• The problem:
Write out the entries again. Match each one exactly.

Information shown below:

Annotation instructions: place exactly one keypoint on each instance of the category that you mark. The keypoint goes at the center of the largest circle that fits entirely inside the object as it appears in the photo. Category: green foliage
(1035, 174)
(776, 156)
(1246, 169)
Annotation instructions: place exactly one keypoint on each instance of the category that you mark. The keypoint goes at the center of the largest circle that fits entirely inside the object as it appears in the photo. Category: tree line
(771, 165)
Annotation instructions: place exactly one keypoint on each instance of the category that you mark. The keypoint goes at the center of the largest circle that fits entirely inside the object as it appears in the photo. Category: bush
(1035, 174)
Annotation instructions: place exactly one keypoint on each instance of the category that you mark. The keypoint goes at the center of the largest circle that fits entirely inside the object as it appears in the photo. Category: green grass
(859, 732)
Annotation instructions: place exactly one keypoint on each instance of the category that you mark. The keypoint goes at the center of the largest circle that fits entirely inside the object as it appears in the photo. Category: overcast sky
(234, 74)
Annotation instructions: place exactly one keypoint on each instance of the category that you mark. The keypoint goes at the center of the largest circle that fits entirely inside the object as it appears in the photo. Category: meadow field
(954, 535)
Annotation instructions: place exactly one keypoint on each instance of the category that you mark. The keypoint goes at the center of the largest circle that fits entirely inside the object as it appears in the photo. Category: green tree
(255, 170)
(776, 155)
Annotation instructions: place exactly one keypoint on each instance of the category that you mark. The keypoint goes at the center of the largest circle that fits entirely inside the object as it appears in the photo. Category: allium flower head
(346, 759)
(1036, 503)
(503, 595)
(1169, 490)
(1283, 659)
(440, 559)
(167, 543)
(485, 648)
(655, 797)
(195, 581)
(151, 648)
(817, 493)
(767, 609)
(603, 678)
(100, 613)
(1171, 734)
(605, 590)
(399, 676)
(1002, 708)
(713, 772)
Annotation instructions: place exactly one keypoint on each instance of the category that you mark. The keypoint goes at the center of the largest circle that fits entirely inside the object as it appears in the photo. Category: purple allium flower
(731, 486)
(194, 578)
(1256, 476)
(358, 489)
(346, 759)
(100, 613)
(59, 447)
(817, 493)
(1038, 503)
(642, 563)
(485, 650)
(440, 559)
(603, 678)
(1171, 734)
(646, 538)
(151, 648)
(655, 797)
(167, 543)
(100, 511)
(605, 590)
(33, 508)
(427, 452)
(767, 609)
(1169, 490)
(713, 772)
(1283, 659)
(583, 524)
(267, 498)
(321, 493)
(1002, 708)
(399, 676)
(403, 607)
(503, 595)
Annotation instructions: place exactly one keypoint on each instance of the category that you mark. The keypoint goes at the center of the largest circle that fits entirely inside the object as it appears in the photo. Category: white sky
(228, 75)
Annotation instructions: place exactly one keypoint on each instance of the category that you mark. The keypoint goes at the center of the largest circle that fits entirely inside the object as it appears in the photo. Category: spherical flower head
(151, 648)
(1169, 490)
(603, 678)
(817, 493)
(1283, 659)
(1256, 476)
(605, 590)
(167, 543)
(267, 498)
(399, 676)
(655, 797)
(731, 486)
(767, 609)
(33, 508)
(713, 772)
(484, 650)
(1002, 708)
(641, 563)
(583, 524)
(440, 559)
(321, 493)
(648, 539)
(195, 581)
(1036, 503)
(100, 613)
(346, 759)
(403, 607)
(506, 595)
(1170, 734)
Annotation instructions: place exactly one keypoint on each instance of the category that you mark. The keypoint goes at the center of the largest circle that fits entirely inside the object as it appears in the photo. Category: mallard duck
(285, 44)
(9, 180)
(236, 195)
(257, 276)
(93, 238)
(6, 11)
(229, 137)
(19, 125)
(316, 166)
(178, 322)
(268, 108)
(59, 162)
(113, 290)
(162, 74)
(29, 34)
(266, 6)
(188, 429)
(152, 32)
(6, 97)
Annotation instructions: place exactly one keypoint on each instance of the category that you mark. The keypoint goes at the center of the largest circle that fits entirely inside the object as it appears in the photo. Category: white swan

End of Information shown.

• Exercise output:
Annotation instructions: place exactly one keypoint on each instance of the category that you mark. The keypoint goes at the center of the largest circle that fits entirely inside the object as it appears in the photo. Category: green foliage
(1035, 174)
(776, 156)
(1246, 169)
Annotation instructions: place exactly one keypoint on each instance of the category that you mark. The keypoint goes at the center of the largest circle that fits entirely inside the object as it appears in the photo. Category: tree line
(771, 165)
Annotation instructions: place exactly one keypoint on each instance of the category that you mark. The keypoint goes at the center of the largest circle that fits entirely inside the object as it appears in the photo. Category: bush
(1035, 174)
Annotation instructions: place exactly one keypoint on each instance of the category that you mark. The keypoint goes at the center of the largest circle that fits entirely inside the object as it appears in the photo. Category: green grass
(859, 732)
Annotation instructions: place exactly one keypoint on each instance of the category that you mark. The keypoint goes at the center of the largest circle that fits entirely inside the object as it appears in the photo. Category: overcast sky
(234, 74)
Annotation instructions: place exactly one keypoint on each instance of the category that you mark. The keypoint goes at the center of the largest circle that fits entirely inside the object as it appears in the photo. Category: meadow field
(954, 535)
Annotation instructions: place exactly one keypoint on each instance of the category that you mark. The keypoint goes at the center of the largest circle that fits entirely inside the object as it appears in the photo. Category: green tree
(255, 170)
(776, 155)
Annotation instructions: place exactly one keypoint on each instance of the category that you mark. The keypoint goes at the center of the largest circle that fits entirely inside the object as it appears in the photo. Category: allium flower head
(346, 759)
(1036, 503)
(503, 595)
(1169, 490)
(1283, 659)
(440, 559)
(167, 543)
(485, 648)
(655, 797)
(195, 581)
(151, 648)
(817, 493)
(767, 609)
(603, 678)
(100, 613)
(1171, 734)
(605, 590)
(399, 676)
(1002, 708)
(713, 772)
Annotation instructions: place exactly one keypoint on each instance of the category that you mark. The keypoint goes at the center of the largest circle that fits entirely inside the object as it appears in the photo. Category: purple allium flower
(731, 486)
(194, 578)
(1256, 476)
(358, 489)
(346, 759)
(100, 613)
(59, 447)
(817, 493)
(1038, 503)
(642, 563)
(485, 650)
(440, 559)
(603, 678)
(1171, 734)
(646, 538)
(151, 648)
(655, 797)
(167, 543)
(100, 511)
(605, 590)
(33, 508)
(427, 452)
(767, 609)
(1169, 490)
(713, 772)
(1283, 659)
(583, 524)
(267, 498)
(321, 493)
(1002, 708)
(399, 676)
(403, 607)
(503, 595)
Annotation instructions: place exactly one keypoint on each instance of the category that you mark. The keypoint goes at the center of the largest circle that fits entirely inside the object as it appears in the photo. Category: white sky
(228, 75)
Annotation instructions: place exactly one keypoint on each instance of the category that you mark. The keypoint goes at the center of the largest circle that fits entirely inside the object as it appears in the photo. Category: spherical flower head
(151, 648)
(1169, 490)
(603, 678)
(817, 493)
(1283, 659)
(1256, 476)
(605, 590)
(167, 543)
(267, 498)
(399, 676)
(655, 797)
(731, 486)
(767, 609)
(33, 508)
(713, 772)
(484, 650)
(1002, 708)
(641, 563)
(583, 524)
(440, 559)
(321, 493)
(648, 539)
(195, 581)
(1036, 503)
(100, 613)
(346, 759)
(403, 607)
(506, 595)
(1170, 734)
Annotation instructions: place exactly one keypoint on each instance of the category that you mark. The keypoint goes at the center of the largest circle that fits entirely inside the object as it appears in the photo. Category: mallard duck
(285, 44)
(9, 180)
(236, 195)
(257, 276)
(93, 238)
(6, 11)
(229, 137)
(19, 125)
(316, 166)
(178, 322)
(268, 108)
(59, 162)
(113, 290)
(162, 74)
(29, 34)
(266, 6)
(188, 429)
(152, 32)
(6, 97)
Annotation instructions: place exactly one keypoint on each instance of the category that you mark. The keypoint goes at the center of the largest circle that fits entirely inside the object as it appears in the photo. Category: white swan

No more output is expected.